Does the nVidia RDMA GPUDirect always operate only physical addresses (in physical address space of the CPU)?
Asked Answered
G

1

9

As we know: http://en.wikipedia.org/wiki/IOMMU#Advantages

Peripheral memory paging can be supported by an IOMMU. A peripheral using the PCI-SIG PCIe Address Translation Services (ATS) Page Request Interface (PRI) extension can detect and signal the need for memory manager services.

enter image description here

But when we use nVidia GPU with CUDA >= 5.0, we can use RDMA GPUDirect, and know that:

http://docs.nvidia.com/cuda/gpudirect-rdma/index.html#how-gpudirect-rdma-works

Traditionally, resources like BAR windows are mapped to user or kernel address space using the CPU's MMU as memory mapped I/O (MMIO) addresses. However, because current operating systems don't have sufficient mechanisms for exchanging MMIO regions between drivers, the NVIDIA kernel driver exports functions to perform the necessary address translations and mappings.

http://docs.nvidia.com/cuda/gpudirect-rdma/index.html#supported-systems

RDMA for GPUDirect currently relies upon all physical addresses being the same from the PCI devices' point of view. This makes it incompatible with IOMMUs and hence they must be disabled for RDMA for GPUDirect to work.

And if we allocate and mapping CPU-RAM to the UVA, as here:

#include <iostream>
#include "cuda_runtime.h"
#include "device_launch_parameters.h"

int main() {
    // Can Host map memory
    cudaSetDeviceFlags(cudaDeviceMapHost);  

    // Allocate memory
    unsigned char *host_src_ptr = NULL;
    cudaHostAlloc(&host_src_ptr, 1024*1024, cudaHostAllocMapped);
    std::cout << "host_src_ptr = " << (size_t)host_src_ptr << std::endl;

    // Get UVA-pointer
    unsigned int *uva_src_ptr = NULL;
    cudaHostGetDevicePointer(&uva_src_ptr, host_src_ptr, 0);
    std::cout << "uva_src_ptr  = " << (size_t)uva_src_ptr << std::endl;

    int b;  std::cin >> b;
    return 0;
}

We get equal pointers in Windwos7x64, that means that cudaHostGetDevicePointer() do nothing:

host_src_ptr = 68719476736

uva_src_ptr = 68719476736

What does it mean "sufficient mechanisms for exchanging MMIO regions between drivers", what mechanism is here meant, and why I can not use IOMMU by using the virtual address to access via PCIe to the physical region of BAR - another memory mapped device via PCIe?

And does this mean that the RDMA GPUDirect always operates only physical addresses (in physical address space of the CPU), but why we send to the kernel-function uva_src_ptr which is equal to host_src_ptr - simple pointer in CPU's virtual address space?

Gibbs answered 7/11, 2013 at 16:50 Comment(0)
----
[Short exercise 1]:
Collect every line of the entries below that contains the word "newline", matching case exactly.

[Input data]:
----
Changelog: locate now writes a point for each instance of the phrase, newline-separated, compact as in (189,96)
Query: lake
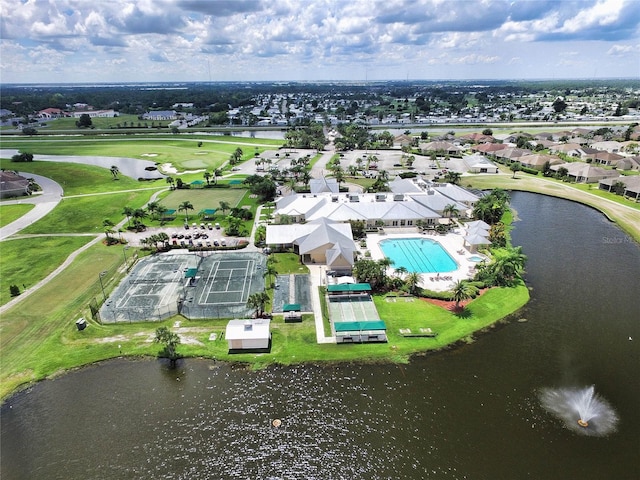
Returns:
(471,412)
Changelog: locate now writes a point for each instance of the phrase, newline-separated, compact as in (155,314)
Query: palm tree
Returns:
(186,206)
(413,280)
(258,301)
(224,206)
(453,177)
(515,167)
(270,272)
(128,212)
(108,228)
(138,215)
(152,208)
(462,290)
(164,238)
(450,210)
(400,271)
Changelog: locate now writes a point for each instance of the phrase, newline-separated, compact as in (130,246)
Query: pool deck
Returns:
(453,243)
----
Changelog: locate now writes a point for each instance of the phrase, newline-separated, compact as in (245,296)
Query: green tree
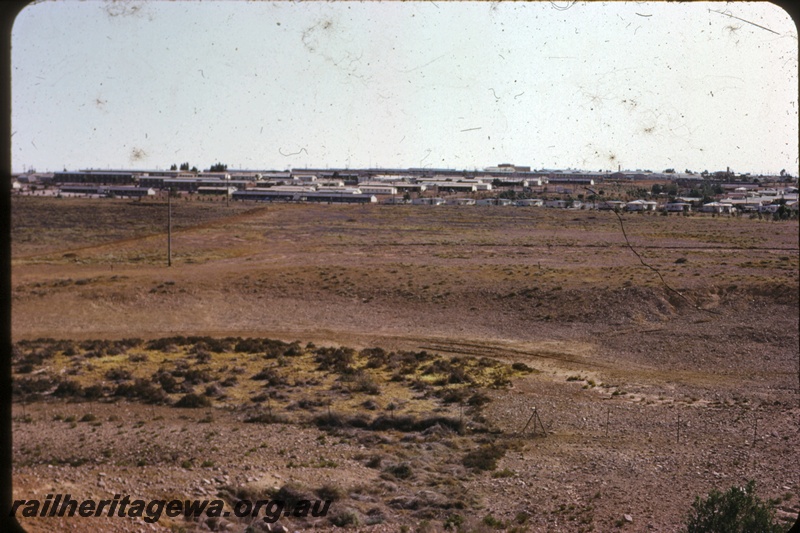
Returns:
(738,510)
----
[Short exercise 2]:
From the forum thread on GPUDirect RDMA, reproduce verbatim the passage starting with "We get equal" and going on through "at 16:50 Comment(0)".

[Full response 1]:
Changelog: locate now writes a point for each instance of the phrase, newline-separated, compact as in (189,96)
Changelog: locate now writes a point for each instance of the phrase, newline-separated, compact as in (155,314)
Changelog: locate now writes a point for each instance of the phrase, newline-separated, compact as in (130,246)
Changelog: locate now writes a point for each instance of the phrase, newline-separated, compact as in (245,296)

[Full response 2]:
We get equal pointers in Windwos7x64, that means that cudaHostGetDevicePointer() do nothing:

host_src_ptr = 68719476736

uva_src_ptr = 68719476736

What does it mean "sufficient mechanisms for exchanging MMIO regions between drivers", what mechanism is here meant, and why I can not use IOMMU by using the virtual address to access via PCIe to the physical region of BAR - another memory mapped device via PCIe?

And does this mean that the RDMA GPUDirect always operates only physical addresses (in physical address space of the CPU), but why we send to the kernel-function uva_src_ptr which is equal to host_src_ptr - simple pointer in CPU's virtual address space?

Gibbs answered 7/11, 2013 at 16:50 Comment(0)